Rows taken from a pointing dataset:

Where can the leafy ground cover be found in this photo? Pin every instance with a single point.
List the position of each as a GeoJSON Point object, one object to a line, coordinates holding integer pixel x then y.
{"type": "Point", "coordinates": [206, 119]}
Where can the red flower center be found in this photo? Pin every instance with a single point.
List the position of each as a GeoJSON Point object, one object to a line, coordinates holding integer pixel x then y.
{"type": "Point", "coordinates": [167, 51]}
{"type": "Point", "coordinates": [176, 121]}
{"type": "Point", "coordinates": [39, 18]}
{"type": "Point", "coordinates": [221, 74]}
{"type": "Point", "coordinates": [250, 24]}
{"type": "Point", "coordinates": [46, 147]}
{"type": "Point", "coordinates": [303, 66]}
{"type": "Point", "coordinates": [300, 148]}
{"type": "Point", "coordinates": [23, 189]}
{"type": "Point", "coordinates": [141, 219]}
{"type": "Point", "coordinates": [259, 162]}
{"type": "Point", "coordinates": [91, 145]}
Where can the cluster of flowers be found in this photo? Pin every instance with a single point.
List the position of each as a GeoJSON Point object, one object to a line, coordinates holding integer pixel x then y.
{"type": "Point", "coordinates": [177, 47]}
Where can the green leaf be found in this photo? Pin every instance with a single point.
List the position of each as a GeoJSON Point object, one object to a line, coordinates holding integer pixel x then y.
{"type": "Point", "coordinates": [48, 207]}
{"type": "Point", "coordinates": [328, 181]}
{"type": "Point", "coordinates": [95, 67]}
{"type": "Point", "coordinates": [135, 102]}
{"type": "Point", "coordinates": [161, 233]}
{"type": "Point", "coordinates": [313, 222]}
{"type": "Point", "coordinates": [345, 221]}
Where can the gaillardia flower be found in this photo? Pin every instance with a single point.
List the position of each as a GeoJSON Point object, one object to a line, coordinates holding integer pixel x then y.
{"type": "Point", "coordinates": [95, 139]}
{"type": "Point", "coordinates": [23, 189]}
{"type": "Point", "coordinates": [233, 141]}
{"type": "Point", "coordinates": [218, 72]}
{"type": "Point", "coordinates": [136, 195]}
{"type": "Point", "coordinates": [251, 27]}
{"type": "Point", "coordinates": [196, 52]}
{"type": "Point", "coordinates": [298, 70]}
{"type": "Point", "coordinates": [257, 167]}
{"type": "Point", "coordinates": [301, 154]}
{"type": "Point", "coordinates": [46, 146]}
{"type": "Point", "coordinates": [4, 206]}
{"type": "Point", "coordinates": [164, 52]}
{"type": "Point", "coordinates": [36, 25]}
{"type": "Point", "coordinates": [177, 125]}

Stated goal:
Please copy all of the entries above word for word, keeping every line unchanged and in the same order.

The response:
Where can the leafy ground cover be found in this photo? Pin every instance with a single point.
List the position of each as a GeoJSON Point object, one object to a line, coordinates holding integer pixel x then y.
{"type": "Point", "coordinates": [206, 119]}
Where can the red flower center be found in this photo? Pin every instance with a single point.
List the position of each as a GeoJSON Point object, one object to a line, coordinates holding integer pixel x then y.
{"type": "Point", "coordinates": [167, 51]}
{"type": "Point", "coordinates": [176, 121]}
{"type": "Point", "coordinates": [39, 18]}
{"type": "Point", "coordinates": [221, 74]}
{"type": "Point", "coordinates": [250, 24]}
{"type": "Point", "coordinates": [46, 147]}
{"type": "Point", "coordinates": [303, 66]}
{"type": "Point", "coordinates": [300, 148]}
{"type": "Point", "coordinates": [23, 189]}
{"type": "Point", "coordinates": [141, 219]}
{"type": "Point", "coordinates": [259, 162]}
{"type": "Point", "coordinates": [91, 145]}
Where can the cluster of flowers be found in this photo? Pin every instance with a single point.
List the position of each as a GeoJSON Point object, one object to a line, coordinates holding integer pixel x then y.
{"type": "Point", "coordinates": [177, 47]}
Where can the green leaf be found in this photo? Pin every instance with a single point.
List the position of each as a GeoJSON Point object, one object to a line, coordinates holding integer pixel x then y.
{"type": "Point", "coordinates": [48, 207]}
{"type": "Point", "coordinates": [328, 181]}
{"type": "Point", "coordinates": [95, 67]}
{"type": "Point", "coordinates": [135, 102]}
{"type": "Point", "coordinates": [161, 233]}
{"type": "Point", "coordinates": [313, 222]}
{"type": "Point", "coordinates": [345, 221]}
Where can the gaillardia flower be found in this photo? Pin every instance with a single point.
List the position of each as a GeoJSON Point object, one object to a line, coordinates holding integer pixel x then y.
{"type": "Point", "coordinates": [95, 139]}
{"type": "Point", "coordinates": [23, 189]}
{"type": "Point", "coordinates": [233, 141]}
{"type": "Point", "coordinates": [218, 72]}
{"type": "Point", "coordinates": [136, 195]}
{"type": "Point", "coordinates": [251, 27]}
{"type": "Point", "coordinates": [196, 52]}
{"type": "Point", "coordinates": [298, 70]}
{"type": "Point", "coordinates": [257, 167]}
{"type": "Point", "coordinates": [301, 154]}
{"type": "Point", "coordinates": [46, 146]}
{"type": "Point", "coordinates": [4, 206]}
{"type": "Point", "coordinates": [164, 52]}
{"type": "Point", "coordinates": [36, 25]}
{"type": "Point", "coordinates": [177, 125]}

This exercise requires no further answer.